Directions for this task: Print the material below word for word, every line included, but leave out the pictures.
===== Records for the task
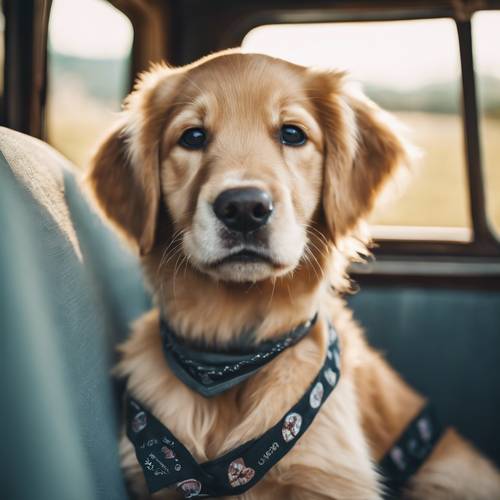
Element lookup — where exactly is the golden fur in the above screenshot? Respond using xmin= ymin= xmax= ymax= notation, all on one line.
xmin=88 ymin=51 xmax=500 ymax=500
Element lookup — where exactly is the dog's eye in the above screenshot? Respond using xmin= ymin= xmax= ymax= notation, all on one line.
xmin=280 ymin=125 xmax=307 ymax=146
xmin=179 ymin=128 xmax=207 ymax=149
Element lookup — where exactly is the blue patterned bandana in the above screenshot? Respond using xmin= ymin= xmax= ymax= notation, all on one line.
xmin=160 ymin=314 xmax=318 ymax=397
xmin=126 ymin=325 xmax=340 ymax=498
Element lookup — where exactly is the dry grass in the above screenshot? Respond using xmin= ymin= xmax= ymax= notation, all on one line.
xmin=48 ymin=91 xmax=500 ymax=236
xmin=371 ymin=113 xmax=500 ymax=234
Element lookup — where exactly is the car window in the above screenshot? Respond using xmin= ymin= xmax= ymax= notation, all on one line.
xmin=472 ymin=10 xmax=500 ymax=234
xmin=46 ymin=0 xmax=133 ymax=167
xmin=243 ymin=19 xmax=471 ymax=241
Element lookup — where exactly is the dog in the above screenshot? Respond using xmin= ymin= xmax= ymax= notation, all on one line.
xmin=87 ymin=50 xmax=500 ymax=500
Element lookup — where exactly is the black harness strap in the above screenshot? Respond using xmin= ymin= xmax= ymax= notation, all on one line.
xmin=126 ymin=316 xmax=442 ymax=498
xmin=126 ymin=320 xmax=340 ymax=498
xmin=380 ymin=404 xmax=443 ymax=498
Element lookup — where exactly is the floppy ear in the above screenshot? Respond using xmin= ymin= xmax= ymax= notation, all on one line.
xmin=86 ymin=67 xmax=179 ymax=255
xmin=313 ymin=73 xmax=409 ymax=241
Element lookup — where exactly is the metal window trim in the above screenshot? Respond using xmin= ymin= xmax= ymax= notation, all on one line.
xmin=218 ymin=1 xmax=500 ymax=256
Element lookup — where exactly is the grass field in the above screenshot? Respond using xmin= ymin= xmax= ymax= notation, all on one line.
xmin=48 ymin=98 xmax=500 ymax=237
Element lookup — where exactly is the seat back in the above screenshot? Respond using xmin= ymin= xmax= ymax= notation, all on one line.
xmin=350 ymin=285 xmax=500 ymax=465
xmin=0 ymin=128 xmax=149 ymax=500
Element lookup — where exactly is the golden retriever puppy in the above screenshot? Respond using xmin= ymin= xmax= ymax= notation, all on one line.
xmin=87 ymin=51 xmax=500 ymax=500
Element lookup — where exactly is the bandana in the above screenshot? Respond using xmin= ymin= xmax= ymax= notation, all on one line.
xmin=126 ymin=325 xmax=340 ymax=498
xmin=380 ymin=404 xmax=443 ymax=499
xmin=160 ymin=314 xmax=318 ymax=397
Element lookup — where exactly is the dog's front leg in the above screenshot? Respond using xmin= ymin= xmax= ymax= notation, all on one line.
xmin=403 ymin=429 xmax=500 ymax=500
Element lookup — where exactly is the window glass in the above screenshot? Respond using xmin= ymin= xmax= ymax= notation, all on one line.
xmin=243 ymin=19 xmax=470 ymax=240
xmin=47 ymin=0 xmax=133 ymax=167
xmin=472 ymin=10 xmax=500 ymax=234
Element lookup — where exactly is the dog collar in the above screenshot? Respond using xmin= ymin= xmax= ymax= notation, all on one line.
xmin=160 ymin=314 xmax=318 ymax=397
xmin=126 ymin=325 xmax=340 ymax=498
xmin=380 ymin=404 xmax=443 ymax=499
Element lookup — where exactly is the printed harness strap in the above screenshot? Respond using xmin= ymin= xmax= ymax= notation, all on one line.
xmin=126 ymin=315 xmax=442 ymax=498
xmin=126 ymin=318 xmax=340 ymax=498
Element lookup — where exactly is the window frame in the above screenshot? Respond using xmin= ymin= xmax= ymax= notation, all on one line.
xmin=220 ymin=2 xmax=500 ymax=257
xmin=2 ymin=0 xmax=500 ymax=283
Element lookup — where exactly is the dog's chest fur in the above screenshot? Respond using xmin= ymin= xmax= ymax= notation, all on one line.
xmin=117 ymin=298 xmax=386 ymax=499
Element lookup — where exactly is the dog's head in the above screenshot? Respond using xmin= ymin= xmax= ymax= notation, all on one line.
xmin=89 ymin=52 xmax=406 ymax=282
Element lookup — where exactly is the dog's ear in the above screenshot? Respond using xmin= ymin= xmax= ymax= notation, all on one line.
xmin=86 ymin=67 xmax=180 ymax=255
xmin=311 ymin=73 xmax=409 ymax=241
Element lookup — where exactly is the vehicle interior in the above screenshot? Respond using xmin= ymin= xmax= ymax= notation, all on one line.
xmin=0 ymin=0 xmax=500 ymax=500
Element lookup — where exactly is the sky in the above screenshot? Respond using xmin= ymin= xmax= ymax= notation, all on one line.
xmin=49 ymin=0 xmax=500 ymax=90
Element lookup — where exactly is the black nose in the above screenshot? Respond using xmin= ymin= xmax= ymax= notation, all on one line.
xmin=214 ymin=188 xmax=273 ymax=233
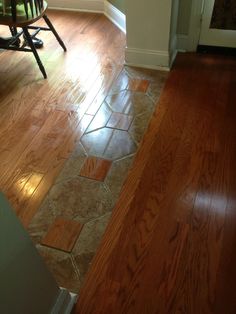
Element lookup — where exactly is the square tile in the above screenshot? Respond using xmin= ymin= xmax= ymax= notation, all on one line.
xmin=80 ymin=157 xmax=112 ymax=181
xmin=41 ymin=217 xmax=83 ymax=252
xmin=128 ymin=79 xmax=150 ymax=93
xmin=107 ymin=112 xmax=133 ymax=131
==========
Task solution:
Element lookup — where exactly is the golden fur in the above screenshot? Respond using xmin= ymin= xmax= ymax= notation, all on one line.
xmin=88 ymin=51 xmax=500 ymax=500
Element lookup — where exactly is the dog's eye in the above screenshot? Respond using xmin= ymin= xmax= ymax= notation, all on one line.
xmin=280 ymin=125 xmax=307 ymax=146
xmin=179 ymin=128 xmax=207 ymax=149
Element lookup — where exactly is the blue patterned bandana in the above screenshot? Respond using xmin= ymin= xmax= ymax= notation, all on one line.
xmin=160 ymin=314 xmax=318 ymax=397
xmin=126 ymin=325 xmax=340 ymax=498
Element lookup — where exactly is the dry grass in the above screenshot? Respond using xmin= ymin= xmax= ymax= notation, all on one line.
xmin=48 ymin=91 xmax=500 ymax=236
xmin=371 ymin=113 xmax=500 ymax=234
Element lookup — where exactly is the car window in the above screenshot? Respond using xmin= ymin= xmax= ymax= notation, all on one line.
xmin=472 ymin=10 xmax=500 ymax=234
xmin=46 ymin=0 xmax=133 ymax=167
xmin=243 ymin=19 xmax=471 ymax=241
Element lookup — where exactly is the dog in the above screenshot? Respond using xmin= ymin= xmax= ymax= notation, all on one line.
xmin=87 ymin=50 xmax=500 ymax=500
Element lookup — where exactly is the black harness strap in the above screenshot? Respond using xmin= ymin= xmax= ymax= notation, all on one line.
xmin=126 ymin=316 xmax=442 ymax=498
xmin=126 ymin=320 xmax=340 ymax=498
xmin=380 ymin=404 xmax=443 ymax=498
Element lookup — where exactly is the floppy ear in the above screenshot? Respond using xmin= ymin= xmax= ymax= notation, all on one line.
xmin=86 ymin=67 xmax=179 ymax=255
xmin=313 ymin=73 xmax=409 ymax=241
Element lookup — where exactly is the metal window trim in the above screenshot? Respond using xmin= ymin= xmax= ymax= notation, all on one line.
xmin=218 ymin=1 xmax=500 ymax=256
Element lookup — where exactly is the grass field in the above screenshot? Respond using xmin= ymin= xmax= ymax= notation, all on one line.
xmin=48 ymin=98 xmax=500 ymax=237
Element lookup — where exactly is the seat back in the above screenshot? Respond using xmin= ymin= xmax= ymax= notation, all on one line.
xmin=350 ymin=285 xmax=500 ymax=465
xmin=0 ymin=128 xmax=149 ymax=500
Element lookup — where exactly is the golden retriever puppy in the above screenshot? Respond using xmin= ymin= xmax= ymax= notation, all on one line.
xmin=87 ymin=51 xmax=500 ymax=500
Element lookup — where exactly is the bandana in the above screenshot? Respond using xmin= ymin= xmax= ymax= notation, all on one line.
xmin=126 ymin=325 xmax=340 ymax=498
xmin=380 ymin=404 xmax=443 ymax=499
xmin=160 ymin=314 xmax=318 ymax=397
Element lookup — where exactly is the dog's front leg in the above screenshot? Respond using xmin= ymin= xmax= ymax= notation, all on one line.
xmin=403 ymin=429 xmax=500 ymax=500
Element lookup — where exactly is the window glass in the above screenshot? Respond using xmin= ymin= xmax= ymax= notation, all on one line.
xmin=243 ymin=19 xmax=470 ymax=240
xmin=47 ymin=0 xmax=133 ymax=167
xmin=472 ymin=10 xmax=500 ymax=234
Element lookup — where exactly is the dog collar in the above screenshot? Respond using xmin= ymin= xmax= ymax= notation, all on one line.
xmin=160 ymin=314 xmax=318 ymax=397
xmin=126 ymin=325 xmax=340 ymax=498
xmin=380 ymin=404 xmax=443 ymax=499
Element lookup — where exactly is the printed harness strap in the above screenshot? Respond using xmin= ymin= xmax= ymax= notation, all on one line.
xmin=126 ymin=315 xmax=442 ymax=498
xmin=126 ymin=318 xmax=340 ymax=498
Element lookup — where exactly is the window frame in the above screenshot? Respond using xmin= ymin= xmax= ymax= notation, all on one line.
xmin=220 ymin=2 xmax=500 ymax=257
xmin=2 ymin=0 xmax=500 ymax=283
Element lookup — where exactly is the dog's chest fur in the above screenshot? Respond using xmin= ymin= xmax= ymax= notation, all on one line.
xmin=117 ymin=298 xmax=386 ymax=499
Element lookup — where exactly is the dog's head in the above screenshot? Respond using xmin= ymin= xmax= ymax= notation, all on one line.
xmin=89 ymin=52 xmax=406 ymax=282
Element lookup — where exactly is the dog's ear in the above screenshot? Respond using xmin= ymin= xmax= ymax= notation, all on one line.
xmin=86 ymin=67 xmax=180 ymax=255
xmin=311 ymin=73 xmax=409 ymax=241
Element lookup — where exactly is the vehicle interior in the above screenshot? Respond using xmin= ymin= xmax= ymax= notation, all on one line.
xmin=0 ymin=0 xmax=500 ymax=500
Element lookup — where exactly is the sky in the above screenshot? Respond using xmin= ymin= xmax= ymax= notation, all on one line.
xmin=49 ymin=0 xmax=500 ymax=90
Element lookup — where exactly is the black nose in the above screenshot? Respond using xmin= ymin= xmax= ymax= notation, all on one line.
xmin=214 ymin=188 xmax=273 ymax=233
Element lookup — where exactly is the square tile in the above screenshot? Respond using xmin= ymin= xmax= ymax= notation, all on one line.
xmin=80 ymin=157 xmax=112 ymax=181
xmin=41 ymin=217 xmax=83 ymax=252
xmin=128 ymin=79 xmax=150 ymax=93
xmin=107 ymin=112 xmax=133 ymax=131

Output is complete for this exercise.